- Work task: Working from the records below, repeat exactly the lines starting at the line that contains "Target: nose" and ending at the line that contains "[locate] client's arm", inclusive.

- Records provided:
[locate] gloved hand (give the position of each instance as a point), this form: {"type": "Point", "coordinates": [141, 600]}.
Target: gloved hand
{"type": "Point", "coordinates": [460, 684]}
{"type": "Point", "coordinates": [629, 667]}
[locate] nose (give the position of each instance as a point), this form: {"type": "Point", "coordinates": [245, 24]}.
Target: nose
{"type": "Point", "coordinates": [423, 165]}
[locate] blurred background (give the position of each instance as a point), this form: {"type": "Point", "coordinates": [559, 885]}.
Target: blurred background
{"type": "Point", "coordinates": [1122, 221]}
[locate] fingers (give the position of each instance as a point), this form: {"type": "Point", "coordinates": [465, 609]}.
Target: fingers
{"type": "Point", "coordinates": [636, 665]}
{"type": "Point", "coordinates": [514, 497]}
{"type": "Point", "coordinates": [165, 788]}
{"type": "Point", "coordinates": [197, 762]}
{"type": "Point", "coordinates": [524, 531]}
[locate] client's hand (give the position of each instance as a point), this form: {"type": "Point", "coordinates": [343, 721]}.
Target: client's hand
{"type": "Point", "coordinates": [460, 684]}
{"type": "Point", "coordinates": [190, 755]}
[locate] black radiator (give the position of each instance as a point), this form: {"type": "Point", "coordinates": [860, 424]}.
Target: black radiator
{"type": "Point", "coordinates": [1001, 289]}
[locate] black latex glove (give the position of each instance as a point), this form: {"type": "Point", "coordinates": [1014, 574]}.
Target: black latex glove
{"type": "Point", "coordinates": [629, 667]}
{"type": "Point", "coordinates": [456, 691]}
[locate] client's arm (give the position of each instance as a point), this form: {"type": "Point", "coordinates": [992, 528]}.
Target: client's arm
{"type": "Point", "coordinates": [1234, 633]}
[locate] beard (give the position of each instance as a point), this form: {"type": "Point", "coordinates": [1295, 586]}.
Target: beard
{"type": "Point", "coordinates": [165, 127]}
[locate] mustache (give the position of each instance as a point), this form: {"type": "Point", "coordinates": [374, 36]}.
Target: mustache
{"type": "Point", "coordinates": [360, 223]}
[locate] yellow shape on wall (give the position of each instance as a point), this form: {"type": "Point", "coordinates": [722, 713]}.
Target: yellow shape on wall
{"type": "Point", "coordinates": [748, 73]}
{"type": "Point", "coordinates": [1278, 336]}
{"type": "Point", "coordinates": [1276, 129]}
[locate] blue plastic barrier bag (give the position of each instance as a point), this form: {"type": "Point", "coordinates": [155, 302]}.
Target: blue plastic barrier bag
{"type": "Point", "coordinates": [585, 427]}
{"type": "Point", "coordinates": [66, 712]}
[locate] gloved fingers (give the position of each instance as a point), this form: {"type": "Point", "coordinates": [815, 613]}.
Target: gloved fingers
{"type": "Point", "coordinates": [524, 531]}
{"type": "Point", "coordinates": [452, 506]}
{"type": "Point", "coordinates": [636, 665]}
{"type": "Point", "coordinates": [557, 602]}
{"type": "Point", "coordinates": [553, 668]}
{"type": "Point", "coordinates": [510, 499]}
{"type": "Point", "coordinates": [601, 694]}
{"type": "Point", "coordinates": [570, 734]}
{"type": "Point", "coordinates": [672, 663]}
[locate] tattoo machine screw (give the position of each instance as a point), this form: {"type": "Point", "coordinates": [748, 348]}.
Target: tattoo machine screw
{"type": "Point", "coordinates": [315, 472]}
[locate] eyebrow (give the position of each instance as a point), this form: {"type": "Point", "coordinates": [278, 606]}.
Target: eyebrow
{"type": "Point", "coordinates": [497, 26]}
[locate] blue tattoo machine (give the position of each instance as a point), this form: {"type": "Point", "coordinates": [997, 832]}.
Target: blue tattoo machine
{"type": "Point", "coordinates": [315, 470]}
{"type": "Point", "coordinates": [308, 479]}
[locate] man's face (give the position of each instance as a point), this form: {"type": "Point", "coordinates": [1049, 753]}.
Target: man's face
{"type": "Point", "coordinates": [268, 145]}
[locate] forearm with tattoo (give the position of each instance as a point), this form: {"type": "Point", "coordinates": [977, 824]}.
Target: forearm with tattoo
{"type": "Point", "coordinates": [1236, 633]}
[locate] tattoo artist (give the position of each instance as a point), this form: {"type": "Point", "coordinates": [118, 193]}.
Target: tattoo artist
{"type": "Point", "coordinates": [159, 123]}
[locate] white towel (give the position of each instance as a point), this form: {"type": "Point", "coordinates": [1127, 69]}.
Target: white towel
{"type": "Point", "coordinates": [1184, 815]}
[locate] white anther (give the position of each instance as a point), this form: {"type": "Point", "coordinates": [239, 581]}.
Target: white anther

- Result:
Target: nose
{"type": "Point", "coordinates": [423, 165]}
[locate] blurred background (give the position of each instance as a point), this form: {"type": "Point", "coordinates": [559, 885]}.
Target: blurred background
{"type": "Point", "coordinates": [1122, 221]}
[locate] fingers (give the position of each instance as a point), this form: {"type": "Point", "coordinates": [465, 609]}.
Target: fingers
{"type": "Point", "coordinates": [636, 665]}
{"type": "Point", "coordinates": [514, 497]}
{"type": "Point", "coordinates": [165, 788]}
{"type": "Point", "coordinates": [197, 762]}
{"type": "Point", "coordinates": [524, 531]}
[locate] client's hand (give the position of each instance as a point), this form: {"type": "Point", "coordinates": [343, 721]}.
Target: client's hand
{"type": "Point", "coordinates": [460, 684]}
{"type": "Point", "coordinates": [190, 755]}
[locate] black radiator (give the position of each instance as a point), this form: {"type": "Point", "coordinates": [860, 424]}.
Target: black radiator
{"type": "Point", "coordinates": [1001, 289]}
[locate] black latex glove (give the position of each instance as a point), this form: {"type": "Point", "coordinates": [1014, 574]}.
Target: black latex glove
{"type": "Point", "coordinates": [629, 667]}
{"type": "Point", "coordinates": [456, 691]}
[locate] client's arm (give the position of each instance as a point), this form: {"type": "Point", "coordinates": [992, 528]}.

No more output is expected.